● **REQUIRED TASK**
Print every entry exactly as written.

● **INFORMATION SHOWN**
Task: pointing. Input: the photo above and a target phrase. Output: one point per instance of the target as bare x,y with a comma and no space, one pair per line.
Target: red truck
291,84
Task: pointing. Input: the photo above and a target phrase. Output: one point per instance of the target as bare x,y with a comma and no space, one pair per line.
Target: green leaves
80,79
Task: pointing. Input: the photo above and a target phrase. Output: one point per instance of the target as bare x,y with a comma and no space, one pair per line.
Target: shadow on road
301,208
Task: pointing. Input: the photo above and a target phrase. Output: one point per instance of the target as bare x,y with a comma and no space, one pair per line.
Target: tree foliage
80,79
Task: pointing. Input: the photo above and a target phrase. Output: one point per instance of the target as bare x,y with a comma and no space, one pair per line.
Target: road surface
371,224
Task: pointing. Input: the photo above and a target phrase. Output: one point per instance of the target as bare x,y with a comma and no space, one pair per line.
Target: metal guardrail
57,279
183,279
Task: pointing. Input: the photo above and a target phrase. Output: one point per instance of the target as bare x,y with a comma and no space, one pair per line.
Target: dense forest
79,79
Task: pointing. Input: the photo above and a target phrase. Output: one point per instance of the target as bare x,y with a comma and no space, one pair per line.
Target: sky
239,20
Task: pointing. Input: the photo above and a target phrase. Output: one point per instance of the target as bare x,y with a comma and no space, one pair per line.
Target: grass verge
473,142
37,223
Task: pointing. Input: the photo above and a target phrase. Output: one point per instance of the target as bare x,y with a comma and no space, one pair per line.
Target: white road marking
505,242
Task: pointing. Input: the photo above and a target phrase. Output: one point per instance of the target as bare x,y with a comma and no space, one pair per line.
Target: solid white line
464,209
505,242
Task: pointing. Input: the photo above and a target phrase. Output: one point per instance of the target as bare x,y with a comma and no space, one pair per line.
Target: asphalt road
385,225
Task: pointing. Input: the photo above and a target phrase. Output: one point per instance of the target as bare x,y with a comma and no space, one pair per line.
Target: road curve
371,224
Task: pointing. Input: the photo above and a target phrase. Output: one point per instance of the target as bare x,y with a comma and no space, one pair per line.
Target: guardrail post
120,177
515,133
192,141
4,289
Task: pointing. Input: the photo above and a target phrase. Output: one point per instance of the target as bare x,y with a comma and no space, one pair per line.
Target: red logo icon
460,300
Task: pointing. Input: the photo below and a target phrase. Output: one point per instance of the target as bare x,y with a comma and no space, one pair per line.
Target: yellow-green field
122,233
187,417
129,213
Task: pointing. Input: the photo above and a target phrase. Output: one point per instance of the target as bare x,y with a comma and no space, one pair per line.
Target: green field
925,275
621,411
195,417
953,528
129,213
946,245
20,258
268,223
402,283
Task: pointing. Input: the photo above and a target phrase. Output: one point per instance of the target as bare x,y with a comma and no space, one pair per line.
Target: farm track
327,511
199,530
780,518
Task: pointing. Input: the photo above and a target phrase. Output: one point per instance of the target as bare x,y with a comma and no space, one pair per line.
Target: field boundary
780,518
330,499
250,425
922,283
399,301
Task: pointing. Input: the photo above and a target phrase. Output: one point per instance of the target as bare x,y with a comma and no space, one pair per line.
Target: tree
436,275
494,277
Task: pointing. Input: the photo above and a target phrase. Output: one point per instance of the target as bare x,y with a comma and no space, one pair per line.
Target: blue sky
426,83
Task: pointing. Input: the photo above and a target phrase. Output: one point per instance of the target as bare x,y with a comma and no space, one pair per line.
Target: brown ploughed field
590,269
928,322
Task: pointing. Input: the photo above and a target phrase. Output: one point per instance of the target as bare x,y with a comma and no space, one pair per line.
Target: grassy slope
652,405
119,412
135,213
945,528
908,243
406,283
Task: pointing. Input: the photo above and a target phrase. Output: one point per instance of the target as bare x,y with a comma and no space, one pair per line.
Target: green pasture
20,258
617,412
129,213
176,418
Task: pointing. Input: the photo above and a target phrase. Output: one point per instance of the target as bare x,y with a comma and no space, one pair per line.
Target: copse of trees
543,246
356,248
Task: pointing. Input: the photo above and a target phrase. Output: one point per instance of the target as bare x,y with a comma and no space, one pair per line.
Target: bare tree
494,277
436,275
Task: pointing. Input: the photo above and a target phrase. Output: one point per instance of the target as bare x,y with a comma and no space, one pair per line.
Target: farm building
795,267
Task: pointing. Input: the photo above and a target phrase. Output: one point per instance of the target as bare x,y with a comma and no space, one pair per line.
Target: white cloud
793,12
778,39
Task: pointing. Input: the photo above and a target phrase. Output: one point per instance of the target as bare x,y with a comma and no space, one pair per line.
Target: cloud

● **OUTPUT FOR THIS TASK**
Task: pointing. Input: the photo above and a target phrase. Output: one point per instance of the target as bare x,y with a comma and no space, one pair per line.
Target: red truck
291,84
Task: pointing. Input: the photo above and a target phrase. Output: one point per instance of the target as bare x,y with a comma and no space, one pair per line.
Target: green leaves
80,79
Task: pointing. Input: the photo above and a target phrase. Output: one point per instance of the target as bare x,y with a comma and no space, one pair per line.
Target: shadow on road
301,208
Task: pointing. Input: the photo above and a target phrase. Output: one point per instance of the target as bare x,y with a comma and no space, one pair per line.
Target: tree foliage
80,79
Task: pointing. Input: the photo above and a target phrase. Output: one point per instance of the target as bare x,y with a comma and no space, one pair per line.
Target: road surface
371,224
Task: pointing. Input: the photo above and a target phrase. Output: one point per instance of the target as bare x,y with a comma and no space, one pair per line.
Target: metal guardrail
57,279
183,279
Task: pointing. Input: the photo above and a target phrase. Output: one point per instance of the target as bare x,y with a comma and no space, one pair per line.
Target: dense forest
79,79
Task: pointing. Input: the photo above and a target phrase. Output: one point per instance of the target as bare x,y with a comma and no space, one pair per line.
Target: sky
239,20
Task: pointing. Input: the photo above and a target phrase. Output: one point per instance of the target as bare x,y with a comma and no space, one pair per line.
Target: grass verge
473,142
37,223
Task: pointing. Input: the photo above and a target phrase. Output: one point per instance of the target as bare x,y with a comma and no space, one pair per line.
Target: white road marking
505,242
Task: pointing. Input: the photo above and a target phrase. Output: one point per instance of the target as bare x,y with a comma and no space, one pair per line.
Target: solid white line
464,209
505,242
Task: pointing. Input: the photo above and a target phrase. Output: one point per instance of the target as bare x,y with a comma and no space, one pair per line.
Target: asphalt road
385,225
Task: pointing. Input: the photo above and a target phrase. Output: one point per instance of the target as bare x,y with a comma and no space, one pair per line.
Target: road curve
371,224
Task: pointing. Input: the photo above and a target phrase. Output: one point per instance of the target as bare x,y with a comma and no space, one pair per line.
Target: guardrail post
120,177
515,133
192,141
4,289
Task: pointing. Input: the photo above and a target phrase. Output: one point per instance of the target as bare x,y with a comma and no space, one pair per line.
Target: red logo icon
460,300
Task: pointing. Input: the photo below and a target phrase. Output: one point per instance of the target as bare x,y with a comma and no space, one pair per line.
Target: yellow-green field
122,233
187,417
129,213
Task: pointing. Input: the photo above and a target phrase. Output: one point per instance of the target as bare x,y with a comma and no space, one pair per line.
Target: green field
925,275
621,411
195,417
953,528
129,213
946,245
20,258
268,223
402,283
Task: pointing. Input: the photo above and a target phrase. Output: one point per instance of the target as bare x,y with a comma and no space, one pair per line.
Target: farm track
327,511
199,530
780,518
Task: pointing. Input: the photo above and a target phrase. Output: one point per instance of the target as bare x,y with a comma and no space, one pair per line.
Target: field boundary
780,518
330,499
250,425
922,283
399,301
Task: pointing. Input: the photo above and a target phrase. Output: one point per instance of the target as bare x,y with a comma and no space, one pair per line.
Target: tree
436,275
494,277
Task: pointing. Input: the photo above and a target phrase. Output: one point per instance of the target as bare x,y with a comma and no space, one pair per line.
Target: blue sky
426,83
Task: pointing. Input: the photo above and a target phrase. Output: one point per instance of the target as bare x,y with a comma and no space, one pair per line.
Target: brown ploughed field
590,269
928,322
Task: pointing. Input: the photo above and a target phrase. Output: one point per instance of the target as bare x,y with a comma and no space, one pair per line.
Target: grassy slope
652,405
119,412
135,213
945,528
908,243
406,283
Task: pointing. Input: the photo above and a target phrase. Output: one point per instance of the target as bare x,y with a comma and no space, one pair per line.
Target: green pasture
20,258
617,412
129,213
176,418
Task: pointing. Input: the photo above and a target phrase. Output: one point per instance of the target as bare x,y with a comma and no space, one pair per line.
Target: copse of trees
543,246
356,248
Task: pointing. Input: the photo above and a target phrase. Output: one point per instance of the target as bare x,y with a comma and no space, one pair per line.
Target: bare tree
494,277
436,275
Task: pointing. Input: the photo above and a target phrase. Output: one point per instance of the target as bare x,y with a comma and no space, one pair per line.
Target: farm building
795,267
Task: pointing. Input: the photo above and a target phrase. Output: one point per instance of the target as bare x,y with a comma and no space, one pair per line.
Target: white cloud
793,12
778,39
Task: pointing. Input: the photo above and a target phrase. Output: one point per instance of the target as bare x,y with a comma and no space, one pair per line.
Target: cloud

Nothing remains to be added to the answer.